BEGIN Page text

The Johns Hopkins Hospital Nov. 17, 1917
Dear Miss Turner,
Your letter of the 14th is a piece of you that is indiscribable. Dr. Mall is just alive. Large pieces of the bowel have sloughed off. He is being kept alive by Locke's Solution, transfusions etc. Every night is expected to be his last.
Yes, I remember Alice Noyes very well. I never liked her well enough to go beyond the formalities of social intercourse. Perhaps I suspected her of visiting Mrs. Lovell's a bit too often. I knew & liked Mary Noyes of 1908 very much.
I agree with you that Alice's present breakdown is probably a part of previous breaks. From your letter I cannot gather how much affect or emotion is in the picture. Is she subjectively or objectively depressed. Or is it a progressive sagging of the whole personality in which efficiency also suffers with a setting of apathy. Upon the emotional element in her present condition depends the whole prognosis. In either case the condition is serious & should be investigated before it progresses further. If she is depressed the prognosis is good, but the immediate danger of suicide is great. If depression is not outspoken & we deal with a gradual slump of the individual as a whole the prognosis is grave. From your description & what I have heard of her I am inclined to fear the latter process. The former Pres. of Sweet Briar College is studying here & is doing some special elective work twice a week under my gentle guidance. I asked her casually if she knew Miss Howland, whom I know at Woods Hole, & then we drifted to Alice Noyes. I asked her how Alice got along down there & she said, "I can hardly answer that. She seemed to lack initiative & finish, & I thought at first it was because she was merely substituting & felt the place was not her own. I talked to her about it, & she seemed so wholly unaware that her work was not up to the work that I let the matter go. I saw her at Cornell last summer, & she told me she wasn't well & tho't she'd put off her degree."

END Page text
BEGIN Available data

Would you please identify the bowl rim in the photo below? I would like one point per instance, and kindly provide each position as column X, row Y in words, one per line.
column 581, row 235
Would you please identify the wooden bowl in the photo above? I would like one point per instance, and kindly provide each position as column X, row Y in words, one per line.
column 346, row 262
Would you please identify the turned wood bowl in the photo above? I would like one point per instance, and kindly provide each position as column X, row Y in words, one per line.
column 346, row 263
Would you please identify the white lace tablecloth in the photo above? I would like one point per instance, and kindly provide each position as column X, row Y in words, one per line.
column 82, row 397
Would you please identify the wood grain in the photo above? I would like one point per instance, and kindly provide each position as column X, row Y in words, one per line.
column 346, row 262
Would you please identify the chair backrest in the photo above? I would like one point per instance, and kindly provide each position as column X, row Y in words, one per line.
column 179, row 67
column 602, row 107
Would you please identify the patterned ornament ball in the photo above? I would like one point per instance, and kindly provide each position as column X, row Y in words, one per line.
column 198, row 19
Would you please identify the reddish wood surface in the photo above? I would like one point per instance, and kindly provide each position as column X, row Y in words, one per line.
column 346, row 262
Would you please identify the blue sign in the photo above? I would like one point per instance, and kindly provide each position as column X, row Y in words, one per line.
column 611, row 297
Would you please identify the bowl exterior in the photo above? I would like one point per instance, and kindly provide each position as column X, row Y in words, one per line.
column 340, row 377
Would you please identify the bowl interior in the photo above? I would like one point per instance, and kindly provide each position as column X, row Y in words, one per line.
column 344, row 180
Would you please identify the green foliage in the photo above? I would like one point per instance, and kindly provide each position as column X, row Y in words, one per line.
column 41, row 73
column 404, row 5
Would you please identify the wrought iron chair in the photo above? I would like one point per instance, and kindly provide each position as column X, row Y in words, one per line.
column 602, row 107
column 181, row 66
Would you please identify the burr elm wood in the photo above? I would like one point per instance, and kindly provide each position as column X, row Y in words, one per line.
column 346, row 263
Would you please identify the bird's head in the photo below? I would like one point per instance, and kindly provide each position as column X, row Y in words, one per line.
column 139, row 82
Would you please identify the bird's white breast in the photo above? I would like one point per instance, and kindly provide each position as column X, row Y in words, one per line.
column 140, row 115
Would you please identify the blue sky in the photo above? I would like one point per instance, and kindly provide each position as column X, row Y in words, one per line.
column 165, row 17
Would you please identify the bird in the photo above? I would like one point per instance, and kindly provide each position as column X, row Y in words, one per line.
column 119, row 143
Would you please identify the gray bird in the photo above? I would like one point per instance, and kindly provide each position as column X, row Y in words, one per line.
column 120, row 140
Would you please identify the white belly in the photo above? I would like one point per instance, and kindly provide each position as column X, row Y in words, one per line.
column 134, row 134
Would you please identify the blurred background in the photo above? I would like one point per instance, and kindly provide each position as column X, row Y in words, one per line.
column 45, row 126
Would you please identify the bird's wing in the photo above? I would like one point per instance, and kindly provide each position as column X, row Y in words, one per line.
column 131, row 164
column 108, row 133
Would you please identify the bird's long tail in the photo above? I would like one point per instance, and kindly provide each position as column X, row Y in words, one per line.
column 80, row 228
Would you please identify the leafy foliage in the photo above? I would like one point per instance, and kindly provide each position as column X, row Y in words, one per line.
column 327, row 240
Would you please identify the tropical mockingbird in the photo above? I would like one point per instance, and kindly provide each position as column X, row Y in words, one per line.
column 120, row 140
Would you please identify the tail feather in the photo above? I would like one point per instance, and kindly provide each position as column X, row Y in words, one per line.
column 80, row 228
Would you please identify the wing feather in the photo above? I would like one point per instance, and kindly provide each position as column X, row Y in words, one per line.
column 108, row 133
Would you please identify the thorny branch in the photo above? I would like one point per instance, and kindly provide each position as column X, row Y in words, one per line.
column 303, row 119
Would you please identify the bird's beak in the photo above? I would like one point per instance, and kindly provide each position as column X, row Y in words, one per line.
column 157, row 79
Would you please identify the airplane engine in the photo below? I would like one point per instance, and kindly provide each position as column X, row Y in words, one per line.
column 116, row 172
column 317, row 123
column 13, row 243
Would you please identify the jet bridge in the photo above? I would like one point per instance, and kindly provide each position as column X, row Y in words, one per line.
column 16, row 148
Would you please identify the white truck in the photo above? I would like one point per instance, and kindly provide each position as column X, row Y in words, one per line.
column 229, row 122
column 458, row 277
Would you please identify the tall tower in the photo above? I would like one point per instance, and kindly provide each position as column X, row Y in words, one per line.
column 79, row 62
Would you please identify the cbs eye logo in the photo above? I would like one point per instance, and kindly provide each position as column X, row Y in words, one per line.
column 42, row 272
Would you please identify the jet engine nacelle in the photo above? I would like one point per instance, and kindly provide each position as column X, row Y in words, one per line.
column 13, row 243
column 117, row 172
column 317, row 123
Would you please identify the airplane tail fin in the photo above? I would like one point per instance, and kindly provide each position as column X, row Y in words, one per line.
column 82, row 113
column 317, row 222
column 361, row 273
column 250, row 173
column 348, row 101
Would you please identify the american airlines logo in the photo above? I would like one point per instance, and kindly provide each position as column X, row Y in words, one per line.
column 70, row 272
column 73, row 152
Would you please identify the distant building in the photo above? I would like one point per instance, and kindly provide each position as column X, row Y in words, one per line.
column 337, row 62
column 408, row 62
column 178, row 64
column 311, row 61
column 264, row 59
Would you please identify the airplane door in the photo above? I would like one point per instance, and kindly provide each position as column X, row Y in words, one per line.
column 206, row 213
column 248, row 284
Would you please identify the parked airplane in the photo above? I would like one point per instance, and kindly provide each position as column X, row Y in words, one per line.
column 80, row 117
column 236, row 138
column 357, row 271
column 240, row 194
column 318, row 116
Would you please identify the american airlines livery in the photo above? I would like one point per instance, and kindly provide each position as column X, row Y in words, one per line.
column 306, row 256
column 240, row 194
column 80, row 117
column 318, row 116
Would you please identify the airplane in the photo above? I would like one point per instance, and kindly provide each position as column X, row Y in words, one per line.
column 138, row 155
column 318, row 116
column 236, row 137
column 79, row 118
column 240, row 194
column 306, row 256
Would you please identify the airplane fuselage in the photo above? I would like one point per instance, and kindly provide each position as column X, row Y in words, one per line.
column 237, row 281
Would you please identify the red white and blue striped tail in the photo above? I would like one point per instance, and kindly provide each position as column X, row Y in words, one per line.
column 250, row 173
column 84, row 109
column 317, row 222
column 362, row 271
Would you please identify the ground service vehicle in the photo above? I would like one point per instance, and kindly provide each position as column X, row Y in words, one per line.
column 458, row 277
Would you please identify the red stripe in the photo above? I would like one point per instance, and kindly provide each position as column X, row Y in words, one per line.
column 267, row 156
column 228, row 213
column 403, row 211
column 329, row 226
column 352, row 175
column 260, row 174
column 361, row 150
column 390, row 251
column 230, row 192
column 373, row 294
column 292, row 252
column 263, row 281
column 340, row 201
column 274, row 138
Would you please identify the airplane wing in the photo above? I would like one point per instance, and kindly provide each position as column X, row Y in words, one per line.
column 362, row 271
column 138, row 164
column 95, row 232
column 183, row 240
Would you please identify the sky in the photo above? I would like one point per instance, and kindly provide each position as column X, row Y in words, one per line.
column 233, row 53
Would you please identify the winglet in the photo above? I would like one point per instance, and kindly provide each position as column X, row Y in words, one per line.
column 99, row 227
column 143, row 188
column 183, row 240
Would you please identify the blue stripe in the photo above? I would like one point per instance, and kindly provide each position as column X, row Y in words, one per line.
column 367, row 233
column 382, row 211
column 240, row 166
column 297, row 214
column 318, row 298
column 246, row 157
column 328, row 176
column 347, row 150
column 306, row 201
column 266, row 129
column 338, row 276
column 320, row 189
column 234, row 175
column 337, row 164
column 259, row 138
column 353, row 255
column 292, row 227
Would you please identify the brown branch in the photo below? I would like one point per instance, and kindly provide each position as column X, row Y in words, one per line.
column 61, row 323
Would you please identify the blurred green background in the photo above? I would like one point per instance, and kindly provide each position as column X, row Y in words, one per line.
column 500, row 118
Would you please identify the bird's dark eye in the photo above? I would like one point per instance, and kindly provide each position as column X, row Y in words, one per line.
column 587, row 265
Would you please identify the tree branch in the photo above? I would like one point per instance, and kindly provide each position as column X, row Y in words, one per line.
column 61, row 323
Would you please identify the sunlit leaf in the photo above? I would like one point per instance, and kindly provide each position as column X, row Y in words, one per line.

END Available data

**Tasks**
(A) Answer these questions using the letter above.
(i) According to the letter, what is keeping Dr. Mall alive?
(ii) Which member of the Noyes family did the writer know and like very much?
(iii) Where did the former President of Sweet Briar College see Alice Noyes last summer?
(B) List every person named by name in the letter.
(C) Repeat the part of the letter starting with "The Johns Hopkins" and going on through "be his last.".

**Task-by-task outputs**
(A)
(i) Locke's Solution, transfusions, etc.
(ii) Mary Noyes of 1908
(iii) At Cornell

(B) Miss Turner, Dr. Mall, Alice Noyes, Mrs. Lovell, Mary Noyes, Miss Howland

(C)
The Johns Hopkins Hospital Nov. 17, 1917
Dear Miss Turner,
Your letter of the 14th is a piece of you that is indiscribable. Dr. Mall is just alive. Large pieces of the bowel have sloughed off. He is being kept alive by Locke's Solution, transfusions etc. Every night is expected to be his last.